Text to read
________
For the first few years of my life I don't have solidified memories. Glimpses of past events flicker across my mind, like the late 70's colours of a hotel the family stayed at when I was just a toddler, when we all went up to Dearborn, Michigan for a classic auto show. The old archway at the front of the house that was later closed off and moved further back. (And will now be an archway again once the house is rebuilt.) The yellow my bedroom was once painted. The dilapidated houses about a mile from our house where presently stands an auto service shop. Centre grocery store, before it was bought out by Food Town, who abadoned the store completely when a Meijer opened nearby. I can see all these things in my mind, still, but for very few of these things do I have memories of events.

As I go further into my life, I can remember events more clearly. My mother accidentally getting a thorn in her eye when she was working on the roses in the front of our house. The day I tried roller skating and took all of ten seconds to break my right arm. The night I tried climbing the chain link fence between my yard and a neighbour's and gouging my right calf. Most of my early memories have to do with me and my family, but I do remember some world events, like the assassination attempt on Ronald Reagan.

My maternal grandmother screwed her back up recently, so my mother has been up at her house even more than usual recently to help tend to her needs and keep her company, but she had just come back home one night. I was getting around the next morning to go to college and had been online to check my e-mail, but I'd also gone on Yahoo! to look at news and the like. I called my mother before I left because I needed to see if she wanted to go grocery shopping that afternoon, but near the end of the phone call I just felt compelled to ask her about something I'd read on Yahoo!:

"Did you hear that George Harrison's dead?"

A beat. "No ..." There was a tone in my mother's voice that resembled astonishment. She wasn't about to cry, but it was clear she had been brought to that point where you're past tears somehow. I had to finish getting around for school, but I figured that she would tell my father the news and that the two of them could talk to each other about it.
________
Repeat the memoir passage above word for word, from "For the first" to "memories of events.".

Dataset section
________
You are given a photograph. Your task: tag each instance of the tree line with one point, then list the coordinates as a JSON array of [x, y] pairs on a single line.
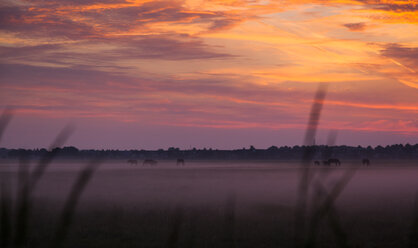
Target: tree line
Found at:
[[398, 151]]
________
Written reply
For the first few years of my life I don't have solidified memories. Glimpses of past events flicker across my mind, like the late 70's colours of a hotel the family stayed at when I was just a toddler, when we all went up to Dearborn, Michigan for a classic auto show. The old archway at the front of the house that was later closed off and moved further back. (And will now be an archway again once the house is rebuilt.) The yellow my bedroom was once painted. The dilapidated houses about a mile from our house where presently stands an auto service shop. Centre grocery store, before it was bought out by Food Town, who abadoned the store completely when a Meijer opened nearby. I can see all these things in my mind, still, but for very few of these things do I have memories of events.